- The task
Output every entry exactly as given.

- Records provided
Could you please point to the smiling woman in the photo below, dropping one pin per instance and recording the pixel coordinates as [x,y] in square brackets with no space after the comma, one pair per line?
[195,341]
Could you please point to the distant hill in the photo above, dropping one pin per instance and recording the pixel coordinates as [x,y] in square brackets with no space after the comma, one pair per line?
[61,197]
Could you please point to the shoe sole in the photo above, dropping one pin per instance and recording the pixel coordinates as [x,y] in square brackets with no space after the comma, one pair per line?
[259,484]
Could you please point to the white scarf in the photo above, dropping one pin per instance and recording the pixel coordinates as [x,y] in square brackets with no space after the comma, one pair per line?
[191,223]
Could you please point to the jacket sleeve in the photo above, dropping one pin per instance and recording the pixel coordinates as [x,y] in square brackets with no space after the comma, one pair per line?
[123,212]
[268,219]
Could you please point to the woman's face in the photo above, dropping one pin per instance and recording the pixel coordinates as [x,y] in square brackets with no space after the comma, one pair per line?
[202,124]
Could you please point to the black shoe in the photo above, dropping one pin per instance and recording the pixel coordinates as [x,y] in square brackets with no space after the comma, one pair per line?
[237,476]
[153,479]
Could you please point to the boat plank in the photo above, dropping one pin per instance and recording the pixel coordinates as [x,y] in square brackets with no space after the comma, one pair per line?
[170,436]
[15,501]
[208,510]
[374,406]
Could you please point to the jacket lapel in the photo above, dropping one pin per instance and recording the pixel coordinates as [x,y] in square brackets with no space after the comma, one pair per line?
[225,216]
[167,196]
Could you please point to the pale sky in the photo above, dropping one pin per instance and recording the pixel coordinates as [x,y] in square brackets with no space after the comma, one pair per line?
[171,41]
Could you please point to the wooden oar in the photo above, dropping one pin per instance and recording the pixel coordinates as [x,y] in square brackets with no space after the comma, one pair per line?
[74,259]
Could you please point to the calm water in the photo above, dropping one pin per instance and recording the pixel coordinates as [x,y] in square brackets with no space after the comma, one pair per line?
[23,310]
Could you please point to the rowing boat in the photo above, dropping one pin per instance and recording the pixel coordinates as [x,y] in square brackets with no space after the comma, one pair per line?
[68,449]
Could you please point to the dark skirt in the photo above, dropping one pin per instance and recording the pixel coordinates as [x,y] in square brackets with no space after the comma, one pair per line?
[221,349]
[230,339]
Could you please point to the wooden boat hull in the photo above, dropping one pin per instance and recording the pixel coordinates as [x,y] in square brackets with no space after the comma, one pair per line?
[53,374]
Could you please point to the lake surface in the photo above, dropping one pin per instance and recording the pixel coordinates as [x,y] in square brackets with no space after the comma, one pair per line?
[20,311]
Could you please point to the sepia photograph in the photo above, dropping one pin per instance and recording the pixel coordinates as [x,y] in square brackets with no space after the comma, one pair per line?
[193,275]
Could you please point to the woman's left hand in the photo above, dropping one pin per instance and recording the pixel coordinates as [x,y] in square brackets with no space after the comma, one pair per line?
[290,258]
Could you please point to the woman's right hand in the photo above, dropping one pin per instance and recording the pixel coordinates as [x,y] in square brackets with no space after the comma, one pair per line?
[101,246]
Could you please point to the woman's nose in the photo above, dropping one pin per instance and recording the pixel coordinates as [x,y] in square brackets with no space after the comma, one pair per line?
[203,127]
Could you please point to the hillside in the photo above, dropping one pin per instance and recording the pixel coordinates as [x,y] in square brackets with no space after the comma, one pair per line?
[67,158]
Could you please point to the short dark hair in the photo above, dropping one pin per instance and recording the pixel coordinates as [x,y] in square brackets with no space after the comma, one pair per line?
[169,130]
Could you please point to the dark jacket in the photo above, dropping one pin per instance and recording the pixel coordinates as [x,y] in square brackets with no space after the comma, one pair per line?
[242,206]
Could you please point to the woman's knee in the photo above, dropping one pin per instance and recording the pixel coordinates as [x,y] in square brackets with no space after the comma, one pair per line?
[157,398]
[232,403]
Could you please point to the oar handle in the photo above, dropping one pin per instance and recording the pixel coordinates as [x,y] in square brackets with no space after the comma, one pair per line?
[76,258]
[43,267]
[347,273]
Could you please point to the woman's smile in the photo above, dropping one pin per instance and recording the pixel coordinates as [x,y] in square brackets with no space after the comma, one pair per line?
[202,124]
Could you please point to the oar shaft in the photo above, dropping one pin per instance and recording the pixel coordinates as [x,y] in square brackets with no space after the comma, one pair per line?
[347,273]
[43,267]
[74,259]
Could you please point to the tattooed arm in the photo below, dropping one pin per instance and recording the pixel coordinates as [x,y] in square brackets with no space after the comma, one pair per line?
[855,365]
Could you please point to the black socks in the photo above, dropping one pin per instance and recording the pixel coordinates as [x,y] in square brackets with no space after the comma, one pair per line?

- Task solution
Could you please point to the smiling woman in the photo below, dropping one pin per instance and recording the pixel coordinates as [x,y] in square brackets with no space after the comma, one pair per line?
[195,341]
Could you please point to the distant hill in the photo above, dropping one pin per instance and recording the pixel coordinates as [x,y] in square brackets with no space after the comma, one pair per line?
[61,197]
Could you please point to the shoe sole in the photo above, dropping one pin per instance and recording the pixel coordinates as [x,y] in square brackets with no space after the comma, one pair per line?
[259,484]
Could you please point to the white scarf in the photo above, dropping one pin per instance and recording the pixel coordinates as [x,y] in square brackets with no space after the comma, one pair per line?
[191,223]
Could you please point to the jacket sleeve in the photo above, dropping one pin per instance and recording the pixel coordinates as [x,y] in square brackets with no space after the comma, one pair per line?
[123,212]
[268,219]
Could you please point to the woman's face in the photo above, dropping one pin per instance and recording the pixel coordinates as [x,y] in square brackets with no space after the comma, one pair per line?
[202,124]
Could you please point to the black shoe in the photo above, dropping one pin per instance and recording the pixel coordinates as [x,y] in square brackets with no space after the comma, one pair per line?
[237,476]
[153,479]
Could you please point to the boat plank in the photo above, dropping one pin per instance and recording the pixel coordinates as [x,y] in square brackets with no space after the comma, one pair per line?
[170,436]
[15,501]
[208,510]
[374,406]
Could you please point to the jacket lapel in the photo above, dropping one pin per instance and recording the pixel coordinates as [x,y] in square brackets with no space after the comma, one pair per line?
[225,216]
[167,196]
Could you please point to the pale sky in the photo above, dropping one pin per instance and recording the pixel coordinates as [x,y] in square brackets with no space after the comma, one pair per line?
[171,41]
Could you please point to the wooden oar in the photo above, dropping one pin per instance and recording the pixel coordinates as [x,y] in square brackets with no space after the comma, one pair per line?
[74,259]
Could you please point to the calm water in the photo above, dropping one pin per instance and recording the pixel coordinates as [x,y] in square brackets with no space after the comma, one pair per line?
[23,310]
Could you please point to the rowing boat in the photo above, dropping one pin per instance and recording the pixel coordinates as [x,y] in square brackets with no space after the comma, one pair per line?
[68,449]
Could you please point to the dark skirt in the photo above, dropping one pin per instance and recording the pixel coordinates as [x,y] in square brackets with no space after the comma, one pair per line?
[221,349]
[230,339]
Could you please point to the wooden boat hull in the photo above, dropping one pin per instance and recording the pixel coordinates as [x,y] in square brackets with no space after the comma, one pair per line?
[53,374]
Could you please point to the lake surface in the photo above, dropping one pin per instance and recording the pixel coordinates as [x,y] in square brackets with no space after the comma, one pair per line?
[20,311]
Could you please point to the sepia photograph in the photo above, dropping one pin per instance and recording the pixel coordinates as [x,y] in square brackets with no space after the comma, one pair per line?
[193,275]
Could you please point to the woman's left hand in the photo above, dropping one pin per instance and recording the pixel coordinates as [x,y] in square brackets with no space after the comma, one pair per line?
[290,258]
Could you please point to the woman's right hand in the photo above, dropping one pin per instance and recording the pixel coordinates as [x,y] in square brackets with no space after the comma, one pair per line?
[101,246]
Could you please point to the woman's nose in the photo above, dropping one pin per instance and recording the pixel coordinates as [x,y] in square brackets with no space after the comma, one pair per line?
[203,127]
Could you please point to the hillside in the photo above, dropping one pin per instance and recording the pixel coordinates as [x,y] in square brackets with no space after the comma, one pair per line?
[67,158]
Could you please point to the short dark hair in the photo above, dropping one pin per instance and recording the pixel coordinates as [x,y] in square brackets with no space after the comma, one pair per line?
[169,130]
Could you please point to the dark jacket in the photo above, dropping one pin per instance and recording the pixel coordinates as [x,y] in square brackets with no space after the comma, one pair per line?
[242,206]
Could you please point to the woman's knee in the photo above, dropping one pin per instance and recording the pixel coordinates as [x,y] in square brackets with no space after the comma, one pair per line?
[157,398]
[232,403]
Could you please point to the oar handle in the photo above, dropping one pin per instance and recording the pixel coordinates as [x,y] in square brackets with no space after the comma, one pair per line?
[76,258]
[43,267]
[347,273]
Could you please point to the woman's smile in the photo above, dropping one pin per instance and recording the pixel coordinates as [x,y] in square brackets with no space after the comma, one pair per line?
[202,124]
Could you please point to the oar shaft in the photo above, dropping one pin per instance and recording the pixel coordinates as [x,y] in square brackets with no space after the comma, one pair per line?
[347,273]
[43,267]
[74,259]
Could you please point to the tattooed arm in the photo below, dropping one pin per instance and recording the pixel coordinates as [x,y] in square brackets with no space after the comma, one pair per line?
[855,365]
Could you please point to the black socks in the photo above, dropping one pin per instance and recording the pixel coordinates as [x,y] in square brackets with no space after the comma, one pair per line?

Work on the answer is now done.